--- BEGIN ---

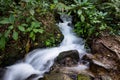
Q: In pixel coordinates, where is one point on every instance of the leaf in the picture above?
(41, 31)
(21, 28)
(10, 27)
(5, 21)
(82, 18)
(2, 42)
(32, 12)
(11, 18)
(79, 12)
(15, 35)
(35, 24)
(7, 33)
(55, 1)
(32, 35)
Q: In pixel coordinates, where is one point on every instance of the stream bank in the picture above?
(104, 62)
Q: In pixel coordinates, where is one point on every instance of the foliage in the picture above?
(89, 19)
(18, 19)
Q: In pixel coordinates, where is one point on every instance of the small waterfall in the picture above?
(39, 61)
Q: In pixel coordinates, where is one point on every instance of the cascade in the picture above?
(39, 61)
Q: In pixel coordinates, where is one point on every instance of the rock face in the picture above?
(2, 72)
(16, 50)
(68, 58)
(66, 67)
(105, 60)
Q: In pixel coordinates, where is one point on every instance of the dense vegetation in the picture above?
(26, 19)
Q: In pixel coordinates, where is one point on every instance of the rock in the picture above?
(57, 76)
(105, 60)
(32, 77)
(83, 77)
(2, 72)
(68, 58)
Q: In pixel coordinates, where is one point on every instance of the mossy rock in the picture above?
(57, 76)
(83, 77)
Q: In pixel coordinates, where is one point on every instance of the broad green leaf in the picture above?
(2, 42)
(7, 33)
(41, 31)
(10, 27)
(82, 18)
(32, 11)
(55, 1)
(35, 24)
(29, 29)
(35, 30)
(21, 28)
(11, 18)
(32, 35)
(5, 21)
(15, 35)
(79, 12)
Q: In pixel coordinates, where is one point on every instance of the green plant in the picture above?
(88, 20)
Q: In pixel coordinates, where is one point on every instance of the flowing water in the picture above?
(39, 61)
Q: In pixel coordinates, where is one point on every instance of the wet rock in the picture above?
(68, 58)
(83, 77)
(2, 72)
(32, 77)
(105, 58)
(57, 76)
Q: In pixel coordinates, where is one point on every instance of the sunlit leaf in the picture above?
(11, 18)
(82, 18)
(15, 35)
(2, 42)
(10, 27)
(5, 21)
(7, 33)
(21, 28)
(79, 12)
(32, 11)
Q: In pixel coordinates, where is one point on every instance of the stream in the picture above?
(39, 61)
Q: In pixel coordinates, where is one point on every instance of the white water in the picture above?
(39, 61)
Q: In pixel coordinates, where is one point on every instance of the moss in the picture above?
(16, 50)
(83, 77)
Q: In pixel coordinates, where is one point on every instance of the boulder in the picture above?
(68, 58)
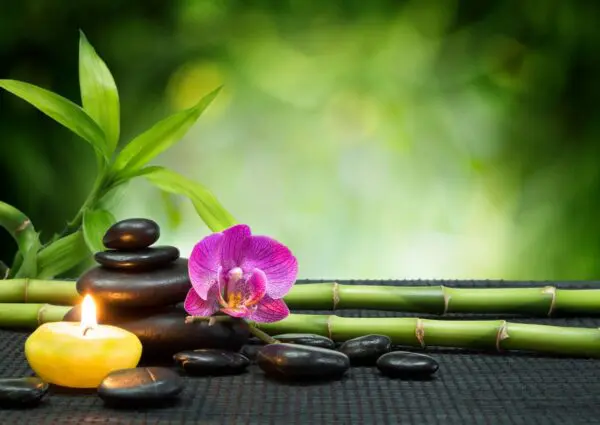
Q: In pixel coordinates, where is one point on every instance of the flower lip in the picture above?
(241, 275)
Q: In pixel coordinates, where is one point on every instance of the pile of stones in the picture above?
(139, 288)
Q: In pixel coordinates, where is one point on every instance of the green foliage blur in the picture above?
(382, 139)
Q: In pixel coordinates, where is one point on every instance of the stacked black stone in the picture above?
(140, 288)
(131, 274)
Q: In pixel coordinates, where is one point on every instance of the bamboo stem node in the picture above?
(23, 226)
(502, 335)
(335, 289)
(25, 289)
(447, 297)
(552, 291)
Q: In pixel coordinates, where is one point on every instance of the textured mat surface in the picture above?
(470, 388)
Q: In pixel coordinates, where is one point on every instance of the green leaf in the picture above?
(19, 226)
(29, 268)
(160, 137)
(62, 111)
(62, 255)
(99, 94)
(207, 206)
(95, 225)
(171, 208)
(4, 271)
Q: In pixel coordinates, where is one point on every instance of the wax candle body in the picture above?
(61, 354)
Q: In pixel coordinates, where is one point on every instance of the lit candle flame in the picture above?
(88, 313)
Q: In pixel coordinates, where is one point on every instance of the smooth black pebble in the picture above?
(250, 351)
(312, 340)
(163, 331)
(365, 350)
(131, 234)
(143, 259)
(300, 362)
(140, 387)
(399, 364)
(22, 392)
(151, 288)
(211, 362)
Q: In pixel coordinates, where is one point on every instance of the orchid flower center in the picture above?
(233, 298)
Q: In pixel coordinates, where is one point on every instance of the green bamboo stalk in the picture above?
(38, 291)
(30, 316)
(487, 335)
(440, 299)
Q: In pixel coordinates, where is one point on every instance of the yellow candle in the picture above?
(80, 355)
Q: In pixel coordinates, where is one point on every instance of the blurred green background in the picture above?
(381, 139)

--- END ---

Given request:
Could you reproduce every record above exactly, leaving out the pictures?

In response:
Q: In pixel coordinates, where is one point on every instance of the leaf in the picture above?
(41, 31)
(21, 28)
(10, 27)
(5, 21)
(82, 18)
(2, 42)
(32, 12)
(11, 18)
(79, 12)
(15, 35)
(35, 24)
(7, 33)
(55, 1)
(32, 35)
Q: In pixel coordinates, where is one point on every instance of the stream bank in the picture above?
(104, 62)
Q: In pixel coordinates, where is one point on every instance of the foliage in the picture above?
(89, 19)
(18, 19)
Q: In pixel coordinates, where is one point on every instance of the small waterfall in the picture above?
(39, 61)
Q: In pixel coordinates, where is one point on every instance of the cascade in the picture above?
(39, 61)
Q: In pixel coordinates, where is one point on every instance of the rock face in the picture above?
(2, 72)
(16, 50)
(68, 58)
(66, 67)
(105, 60)
Q: In pixel coordinates, where is one point on every instance of the dense vegetation in the picture above?
(26, 19)
Q: In pixel coordinates, where is one point on every instance of the rock in the picture above?
(57, 76)
(105, 60)
(32, 77)
(83, 77)
(2, 72)
(68, 58)
Q: In pixel coordinates, where is one point on every instance of the mossy rock in the picture above?
(57, 76)
(83, 77)
Q: In pixel coordinates, where is one point on every instance of the broad green leaf in the picture above?
(2, 42)
(7, 33)
(41, 31)
(10, 27)
(82, 18)
(32, 11)
(55, 1)
(35, 24)
(29, 29)
(35, 30)
(21, 28)
(11, 18)
(32, 35)
(5, 21)
(15, 35)
(79, 12)
Q: In pixel coordinates, where is one point on every instance of the green plant in the picture above?
(88, 20)
Q: In pixel coordinates, where is one point on every instance of the flowing water in the picture above?
(39, 61)
Q: In pixel coordinates, where is one point on every instance of the wet rock in the picture above?
(68, 58)
(83, 77)
(2, 72)
(32, 77)
(105, 58)
(57, 76)
Q: In pixel coordinates, where is one point on every instance of the sunlit leaf in the picture above?
(11, 18)
(82, 18)
(15, 35)
(2, 42)
(10, 27)
(5, 21)
(7, 33)
(21, 28)
(79, 12)
(32, 11)
Q: In pixel coordinates, where is one point on every instance of the stream in the picture above?
(39, 61)
Q: In pixel coordinates, where is one point on every instance of the white water in the picture above?
(39, 61)
Q: In pixel coordinates, where is one point on every instance of the moss in the picture above?
(16, 50)
(83, 77)
Q: In pixel coordinates, where is one point on every instance of the boulder in the picture above?
(68, 58)
Q: In pixel coordinates, where is one point on every instance of the flower lip in the picture above?
(241, 275)
Q: In pixel coordinates, where is one point on every instance of the pile of stones in the picture above?
(139, 288)
Q: In pixel coordinates, where is one point on every instance of the green foliage blur in the picture above?
(382, 139)
Q: In pixel coordinates, where is one point on every instance of the stacked black stone in the picture above?
(140, 288)
(131, 274)
Q: In pixel coordinates, where is one point on every instance of the bamboo stem node in the picture above?
(23, 226)
(502, 335)
(335, 289)
(25, 289)
(447, 297)
(552, 291)
Q: In pixel coordinates, where is one point on every instance of the textured mat surface in the picture above?
(470, 388)
Q: In pixel coordinates, where is one point on every instance of the green leaf in the picture above?
(19, 226)
(29, 268)
(160, 137)
(62, 111)
(62, 255)
(99, 94)
(207, 206)
(95, 225)
(171, 208)
(4, 271)
Q: In pixel coordinates, where is one point on every instance of the wax candle body in the picture above?
(61, 354)
Q: In pixel coordinates, where is one point on every instance of the lit candle flame in the picture above?
(88, 313)
Q: In pixel coordinates, where is one point on every instance of the smooth black pebble in the picture above?
(250, 351)
(312, 340)
(163, 331)
(365, 350)
(131, 234)
(143, 259)
(300, 362)
(140, 387)
(399, 364)
(22, 392)
(151, 288)
(211, 362)
Q: In pixel coordinates, where is one point on every instance of the orchid flower center in the picture above?
(233, 298)
Q: In pixel coordinates, where is one point on every instance of the green bamboo stalk in the picture above?
(38, 291)
(30, 316)
(487, 335)
(440, 299)
Q: In pixel coordinates, where is one point on every instance of the yellow candle in the picture above?
(80, 355)
Q: In pixel coordinates, where is one point on every instance of the blurred green background in the picture above?
(381, 139)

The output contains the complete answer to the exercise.